FRAGMENTO SELECCIONADO:
■ ■ ■ ■ ■ ■ ■

No puedo evitar que los rastros de un viaje aventurero hace ya tiempo por el Asia Central se materialicen en la memoria cuando a menudo escucho, leo y veo las noticias sobre un país distante, Afganistán, convertido en el escenario bélico donde se hace realidad la tesis aquella del choque de las civilizaciones.
Treinta y cinco años atrás, esas tierras agrestes eran meras menciones en los libros de historia, la frontera de la Europa imperial tanto por el oriente como por el occidente. En su recorrido conquistador hacia el este, Alejandro Magno y sus ejércitos de griegos y de cuantas nacionalidades había avasallado retornaron desde allí al Mediterráneo. El empuje colonizador británico, que como una tromba avanzaba desde la península malaya y el subcontinente indio, perdió brío apenas traspuso el Paso Khyber, en la frontera afgana-paquistaní. Acomodado en la vastedad asiática, Afganistán dormitaba en su independencia ancestral en medio de la Guerra Fría hasta la invasión soviética en 1979.

■ ■ ■ ■ ■ ■ ■

TAREA ASIGNADA 1:
Determine si cada enunciado coincide con el fragmento sobre Afganistán y justifique con las palabras exactas del fragmento:
(a) Alejandro Magno y sus ejércitos regresaron al Mediterráneo desde esas tierras.
(b) El empuje colonizador británico cobró más fuerza después de cruzar el Paso Khyber.
(c) La invasión soviética de Afganistán tuvo lugar en 1985.
TAREA ASIGNADA 2:
Responda brevemente, según el fragmento sobre Afganistán:
(a) ¿Hace cuántos años esas tierras agrestes eran meras menciones en los libros de historia?
(b) ¿En qué frontera se sitúa el Paso Khyber?
(c) ¿Desde dónde avanzaba el empuje colonizador británico?

■ ■ ■ ■ ■ ■ ■

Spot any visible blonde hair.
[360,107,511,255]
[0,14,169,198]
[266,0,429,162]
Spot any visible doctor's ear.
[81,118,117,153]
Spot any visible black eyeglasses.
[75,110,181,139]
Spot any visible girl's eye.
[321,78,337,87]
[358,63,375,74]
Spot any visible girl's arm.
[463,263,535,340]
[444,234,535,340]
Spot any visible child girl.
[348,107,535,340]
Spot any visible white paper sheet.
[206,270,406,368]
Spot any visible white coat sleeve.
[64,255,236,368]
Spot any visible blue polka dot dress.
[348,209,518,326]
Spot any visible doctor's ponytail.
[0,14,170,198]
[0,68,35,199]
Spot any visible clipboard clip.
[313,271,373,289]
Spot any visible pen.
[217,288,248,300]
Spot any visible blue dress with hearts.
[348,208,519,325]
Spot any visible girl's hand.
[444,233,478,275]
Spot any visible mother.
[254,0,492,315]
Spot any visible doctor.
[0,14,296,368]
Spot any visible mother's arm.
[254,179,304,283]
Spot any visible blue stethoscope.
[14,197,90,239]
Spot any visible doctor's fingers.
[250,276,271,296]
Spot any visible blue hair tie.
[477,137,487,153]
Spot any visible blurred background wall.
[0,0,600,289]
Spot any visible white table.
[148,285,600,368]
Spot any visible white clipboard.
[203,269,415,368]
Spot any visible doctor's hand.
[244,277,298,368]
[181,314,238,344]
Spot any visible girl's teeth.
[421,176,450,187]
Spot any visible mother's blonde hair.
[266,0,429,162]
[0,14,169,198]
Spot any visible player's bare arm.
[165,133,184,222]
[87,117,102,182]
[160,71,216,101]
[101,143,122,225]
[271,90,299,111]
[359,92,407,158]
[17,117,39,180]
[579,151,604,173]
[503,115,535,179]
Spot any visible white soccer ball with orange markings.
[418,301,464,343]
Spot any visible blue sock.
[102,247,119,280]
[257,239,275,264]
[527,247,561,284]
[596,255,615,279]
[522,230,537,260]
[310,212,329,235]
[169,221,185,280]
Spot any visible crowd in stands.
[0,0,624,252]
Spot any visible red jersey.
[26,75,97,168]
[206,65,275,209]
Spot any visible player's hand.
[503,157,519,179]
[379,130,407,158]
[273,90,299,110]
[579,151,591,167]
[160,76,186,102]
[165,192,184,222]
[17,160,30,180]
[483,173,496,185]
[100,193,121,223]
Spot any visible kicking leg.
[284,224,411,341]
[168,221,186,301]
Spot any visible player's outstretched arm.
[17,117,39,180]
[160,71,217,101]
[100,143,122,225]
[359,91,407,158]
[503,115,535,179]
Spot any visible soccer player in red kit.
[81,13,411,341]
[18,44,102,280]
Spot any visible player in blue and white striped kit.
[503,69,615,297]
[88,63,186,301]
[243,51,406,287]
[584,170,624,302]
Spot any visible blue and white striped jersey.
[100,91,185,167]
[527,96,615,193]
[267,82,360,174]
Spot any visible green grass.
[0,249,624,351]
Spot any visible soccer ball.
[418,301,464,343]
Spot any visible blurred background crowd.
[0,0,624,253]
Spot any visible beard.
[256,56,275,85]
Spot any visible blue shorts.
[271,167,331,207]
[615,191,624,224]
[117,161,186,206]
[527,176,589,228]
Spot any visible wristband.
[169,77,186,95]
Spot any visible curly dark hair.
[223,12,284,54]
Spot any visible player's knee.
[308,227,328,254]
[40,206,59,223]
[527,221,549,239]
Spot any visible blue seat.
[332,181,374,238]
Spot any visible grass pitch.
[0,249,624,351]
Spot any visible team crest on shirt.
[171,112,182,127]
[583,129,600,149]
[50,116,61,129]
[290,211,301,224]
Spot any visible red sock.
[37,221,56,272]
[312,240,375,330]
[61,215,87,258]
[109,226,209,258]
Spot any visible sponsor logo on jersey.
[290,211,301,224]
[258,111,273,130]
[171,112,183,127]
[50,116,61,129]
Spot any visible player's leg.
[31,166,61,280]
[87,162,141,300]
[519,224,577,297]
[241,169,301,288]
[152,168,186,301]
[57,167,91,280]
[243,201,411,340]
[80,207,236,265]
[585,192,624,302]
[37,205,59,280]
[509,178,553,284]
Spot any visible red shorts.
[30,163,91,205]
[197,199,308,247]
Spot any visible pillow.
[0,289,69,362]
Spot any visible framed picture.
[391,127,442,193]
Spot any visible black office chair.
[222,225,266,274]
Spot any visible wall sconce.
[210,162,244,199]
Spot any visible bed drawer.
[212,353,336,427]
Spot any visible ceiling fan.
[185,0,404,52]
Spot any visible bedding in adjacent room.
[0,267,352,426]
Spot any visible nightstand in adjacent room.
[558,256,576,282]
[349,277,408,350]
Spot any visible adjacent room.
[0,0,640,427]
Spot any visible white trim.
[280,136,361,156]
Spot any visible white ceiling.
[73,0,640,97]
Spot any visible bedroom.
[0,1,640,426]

■ ■ ■ ■ ■ ■ ■

RESPUESTA ESCRITA 1:
(a) Sí: «retornaron desde allí al Mediterráneo».
(b) No: «perdió brío apenas traspuso el Paso Khyber».
(c) No: «hasta la invasión soviética en 1979».

RESPUESTA ESCRITA 2:
(a) Treinta y cinco años.
(b) En la frontera afgana-paquistaní.
(c) Desde la península malaya y el subcontinente indio.